═════ Task input
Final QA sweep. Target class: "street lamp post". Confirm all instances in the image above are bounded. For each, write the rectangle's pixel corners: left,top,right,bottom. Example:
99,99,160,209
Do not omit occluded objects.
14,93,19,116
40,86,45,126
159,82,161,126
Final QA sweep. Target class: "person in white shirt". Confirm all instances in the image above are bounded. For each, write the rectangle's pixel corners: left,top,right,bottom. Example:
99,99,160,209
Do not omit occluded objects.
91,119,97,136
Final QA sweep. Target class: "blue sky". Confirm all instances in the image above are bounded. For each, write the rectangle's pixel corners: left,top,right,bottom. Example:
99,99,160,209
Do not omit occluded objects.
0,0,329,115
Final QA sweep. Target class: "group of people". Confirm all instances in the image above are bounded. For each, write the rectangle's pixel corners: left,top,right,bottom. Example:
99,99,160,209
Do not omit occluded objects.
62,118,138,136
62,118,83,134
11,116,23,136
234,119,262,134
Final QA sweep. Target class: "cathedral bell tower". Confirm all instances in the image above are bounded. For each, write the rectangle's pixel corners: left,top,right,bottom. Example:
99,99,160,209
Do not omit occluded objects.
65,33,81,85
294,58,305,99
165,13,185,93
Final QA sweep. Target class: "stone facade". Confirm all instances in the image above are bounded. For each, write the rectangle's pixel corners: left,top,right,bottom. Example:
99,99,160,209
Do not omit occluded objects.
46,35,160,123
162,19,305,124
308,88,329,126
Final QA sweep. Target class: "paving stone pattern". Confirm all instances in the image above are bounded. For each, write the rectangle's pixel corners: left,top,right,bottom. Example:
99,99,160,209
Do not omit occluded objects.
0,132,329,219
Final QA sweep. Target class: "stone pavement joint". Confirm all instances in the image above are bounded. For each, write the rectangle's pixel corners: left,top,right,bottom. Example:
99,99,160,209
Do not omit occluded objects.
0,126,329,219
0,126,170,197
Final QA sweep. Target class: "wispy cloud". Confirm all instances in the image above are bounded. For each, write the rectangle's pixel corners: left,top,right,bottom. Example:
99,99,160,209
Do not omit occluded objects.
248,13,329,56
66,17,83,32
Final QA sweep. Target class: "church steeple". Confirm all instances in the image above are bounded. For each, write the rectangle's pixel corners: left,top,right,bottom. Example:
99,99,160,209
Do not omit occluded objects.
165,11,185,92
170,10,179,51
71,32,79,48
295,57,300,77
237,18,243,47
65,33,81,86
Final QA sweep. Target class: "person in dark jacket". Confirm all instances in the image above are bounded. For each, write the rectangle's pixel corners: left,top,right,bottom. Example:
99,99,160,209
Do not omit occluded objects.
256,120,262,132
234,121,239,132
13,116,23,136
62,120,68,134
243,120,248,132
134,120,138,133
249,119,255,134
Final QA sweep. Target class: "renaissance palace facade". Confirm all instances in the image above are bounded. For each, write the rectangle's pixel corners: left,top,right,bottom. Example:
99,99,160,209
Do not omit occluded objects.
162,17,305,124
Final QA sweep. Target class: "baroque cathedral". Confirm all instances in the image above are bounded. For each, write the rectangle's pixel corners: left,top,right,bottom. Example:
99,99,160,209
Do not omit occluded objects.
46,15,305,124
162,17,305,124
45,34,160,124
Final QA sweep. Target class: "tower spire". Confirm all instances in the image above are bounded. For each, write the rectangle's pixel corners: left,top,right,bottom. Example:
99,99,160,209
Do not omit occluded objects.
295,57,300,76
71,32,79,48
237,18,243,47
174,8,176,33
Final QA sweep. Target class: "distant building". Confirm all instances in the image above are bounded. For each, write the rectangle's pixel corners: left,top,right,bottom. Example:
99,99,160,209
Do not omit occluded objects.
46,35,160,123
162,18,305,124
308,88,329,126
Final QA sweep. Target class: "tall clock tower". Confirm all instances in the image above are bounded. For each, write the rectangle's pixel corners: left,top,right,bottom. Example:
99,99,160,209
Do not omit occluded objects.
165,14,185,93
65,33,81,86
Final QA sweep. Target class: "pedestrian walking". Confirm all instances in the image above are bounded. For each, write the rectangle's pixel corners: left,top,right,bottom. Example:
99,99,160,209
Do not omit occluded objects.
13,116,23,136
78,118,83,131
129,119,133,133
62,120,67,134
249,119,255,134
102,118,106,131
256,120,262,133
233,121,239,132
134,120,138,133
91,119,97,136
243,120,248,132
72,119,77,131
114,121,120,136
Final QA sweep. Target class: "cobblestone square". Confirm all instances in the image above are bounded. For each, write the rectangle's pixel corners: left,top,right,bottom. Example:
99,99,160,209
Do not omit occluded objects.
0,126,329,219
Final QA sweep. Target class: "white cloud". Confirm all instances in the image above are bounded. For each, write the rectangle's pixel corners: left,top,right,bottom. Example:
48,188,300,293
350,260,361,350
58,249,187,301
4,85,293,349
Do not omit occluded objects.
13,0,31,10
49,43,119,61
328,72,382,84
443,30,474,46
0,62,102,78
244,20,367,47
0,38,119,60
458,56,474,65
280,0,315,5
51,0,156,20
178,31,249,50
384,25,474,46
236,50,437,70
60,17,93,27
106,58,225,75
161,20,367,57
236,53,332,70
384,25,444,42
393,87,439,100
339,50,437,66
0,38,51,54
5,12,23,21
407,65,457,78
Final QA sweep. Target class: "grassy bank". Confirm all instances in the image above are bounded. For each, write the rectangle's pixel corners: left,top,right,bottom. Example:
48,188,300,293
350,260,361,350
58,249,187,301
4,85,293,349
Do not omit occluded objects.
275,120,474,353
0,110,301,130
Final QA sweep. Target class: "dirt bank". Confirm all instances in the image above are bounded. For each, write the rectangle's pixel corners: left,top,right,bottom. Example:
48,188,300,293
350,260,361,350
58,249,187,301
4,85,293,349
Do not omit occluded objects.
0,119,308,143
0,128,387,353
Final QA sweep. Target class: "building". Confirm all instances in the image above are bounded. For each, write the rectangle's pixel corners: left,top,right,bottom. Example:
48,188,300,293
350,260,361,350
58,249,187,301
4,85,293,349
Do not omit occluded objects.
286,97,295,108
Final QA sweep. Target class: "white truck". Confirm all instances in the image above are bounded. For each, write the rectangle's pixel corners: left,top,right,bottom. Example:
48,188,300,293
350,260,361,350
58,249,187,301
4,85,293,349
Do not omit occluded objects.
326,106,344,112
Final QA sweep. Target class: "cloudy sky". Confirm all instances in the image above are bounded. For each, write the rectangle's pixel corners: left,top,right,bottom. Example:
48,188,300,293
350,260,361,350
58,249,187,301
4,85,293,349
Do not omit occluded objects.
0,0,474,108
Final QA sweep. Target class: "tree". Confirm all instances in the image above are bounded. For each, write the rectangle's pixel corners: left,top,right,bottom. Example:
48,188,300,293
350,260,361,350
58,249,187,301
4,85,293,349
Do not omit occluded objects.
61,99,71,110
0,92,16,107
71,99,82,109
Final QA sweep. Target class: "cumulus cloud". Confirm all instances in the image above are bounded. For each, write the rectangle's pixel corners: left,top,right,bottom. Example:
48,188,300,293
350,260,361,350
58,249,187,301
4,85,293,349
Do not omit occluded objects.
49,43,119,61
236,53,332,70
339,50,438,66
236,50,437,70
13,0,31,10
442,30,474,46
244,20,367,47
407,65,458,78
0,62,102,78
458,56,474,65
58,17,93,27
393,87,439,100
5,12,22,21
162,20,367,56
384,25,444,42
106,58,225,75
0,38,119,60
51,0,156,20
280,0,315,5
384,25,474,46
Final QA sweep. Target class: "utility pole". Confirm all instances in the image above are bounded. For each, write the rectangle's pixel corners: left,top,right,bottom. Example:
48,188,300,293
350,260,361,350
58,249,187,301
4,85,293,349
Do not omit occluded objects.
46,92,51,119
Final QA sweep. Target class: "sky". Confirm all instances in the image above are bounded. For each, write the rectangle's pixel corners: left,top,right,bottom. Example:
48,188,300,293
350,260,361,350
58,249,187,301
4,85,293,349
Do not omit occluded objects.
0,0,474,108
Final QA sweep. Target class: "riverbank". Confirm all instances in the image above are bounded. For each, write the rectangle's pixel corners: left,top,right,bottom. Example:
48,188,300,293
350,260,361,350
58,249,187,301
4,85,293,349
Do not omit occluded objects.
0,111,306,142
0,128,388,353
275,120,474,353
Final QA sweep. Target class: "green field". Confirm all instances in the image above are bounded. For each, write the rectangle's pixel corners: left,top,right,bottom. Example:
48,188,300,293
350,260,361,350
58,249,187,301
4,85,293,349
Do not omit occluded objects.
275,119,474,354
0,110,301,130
══════════
> _Stated task_
Return each line of the data above that contains the word "cathedral", copied in full.

> _Response below_
Final QA sweep. Target class: "cathedral bell tower". Confirm all instances in the image above are bounded. For each, write the rectangle's pixel corners: left,top,right,bottom. Example:
Final QA sweep. Target class: "baroque cathedral". Confirm all instances in the image above are bounded. For each, write the rectangle's pixel corners: left,top,right,bottom. Example:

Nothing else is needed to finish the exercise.